Перенесемся теперь в другие Афины, штат Джорджия, США. Южане-аристократы любили давать своим маленьким городам имена больших европейских городов, окружать себя словесным изыском. Здесь, на Юге, есть Рим, Афины, Венеция, Неаполь, С.-Петербург… Именно в здешних Афинах, университетском городке в часе езды от Атланты, мне удалось обнаружить самый яркий и наглядный антитезис тому идеализму, который считается высшим интеллектуальным достижением древних Афин. Если греческий идеализм возвышает вечные идеи над единичными, преходящими вещами, то в американских Афинах мне был явлен образец реизма – высшего почитания единичной вещи.

В демократических странах высшая и вседоступная форма суверенитета, священное право свободного гражданина – это право собственности. Каждый может быть собственником – и никто не может быть собственностью другого. В Афинах есть дерево, которое в буквальном смысле принадлежит самому себе. Хозяин, полковник Джексон (William H. Jackson), так возлюбил это дерево, что в 1820 г., умирая, передал ему права юридического субъекта.

Вот сухая справка из путеводителя:

«Самый невероятный владелец собственности в Афинах – белый дуб, который стоит в сквере на перекрестке улиц Диаринг и Финли. В знак восхищения его тенистой красотой, владелец передал дубу юридическое право собственности на самого себя и на всю землю в окружности 8 футов. Дерево было повержено грозой в 1942 году, но другое выросло из его желудя на том же самом месте. Законность прав этого „Дерева, Которое Владеет Собой“, никогда не подвергалась сомнению».

* Материал
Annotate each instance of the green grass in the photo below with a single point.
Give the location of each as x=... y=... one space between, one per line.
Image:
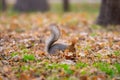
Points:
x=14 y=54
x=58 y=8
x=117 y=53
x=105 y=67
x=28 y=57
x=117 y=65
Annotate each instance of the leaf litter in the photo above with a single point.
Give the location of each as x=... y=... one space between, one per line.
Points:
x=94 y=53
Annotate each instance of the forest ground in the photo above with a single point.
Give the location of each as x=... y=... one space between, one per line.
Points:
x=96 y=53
---
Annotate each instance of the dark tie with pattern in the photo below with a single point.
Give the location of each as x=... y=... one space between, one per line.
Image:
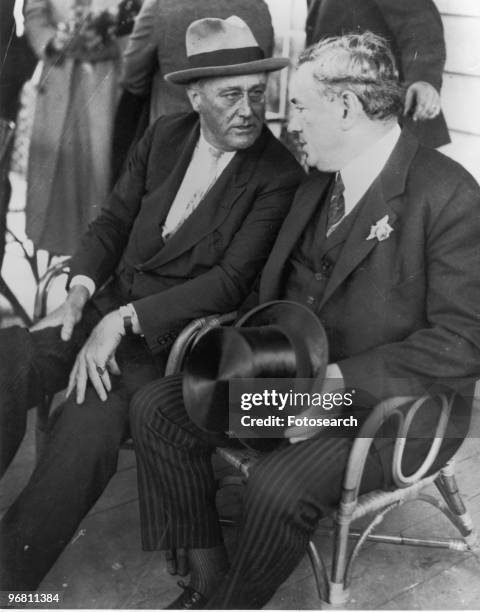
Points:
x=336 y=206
* * *
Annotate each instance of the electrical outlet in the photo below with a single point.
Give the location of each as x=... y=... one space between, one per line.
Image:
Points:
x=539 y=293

* Задания
A) Выпишите дословно из записей строки от строки с «Annotate each instance of the dark» до строки с «x=336 y=206» включительно. Изображения в ответ не включайте.
B) Продолжите отрывок о дубе из Афин в штате Джорджия, начав сразу после его последнего предложения.

* Ответы
A)
Annotate each instance of the dark tie with pattern in the photo below with a single point.
Give the location of each as x=... y=... one space between, one per line.
Image:
Points:
x=336 y=206

B)
Я посетил этот белый дуб, широко раскинувший свои ветви. Он действительно красив и тенист, но более всего поражает в нем не величавая внешность, не природа и порода, а царственная принадлежность самому себе. Он не есть собственность ни государства, ни корпорации, ни частного лица, он сам владеет собой, в нем – Самое-самое. В каком-то смысле этому дереву повезло больше, чем роскошным коронам, алмазам и изумрудам, которые хранятся в царских палатах или национальных музеях. Те драгоценности кому-то принадлежат и имеют цену. А дуб – ничей, его нельзя присвоить или продать, он не имеет цены. Дуб не только самовладелец, но и землевладелец – ему принадлежит земля в округе примерно 2,5 метра, то есть его права собственности простираются и на ближайшие условия его существования.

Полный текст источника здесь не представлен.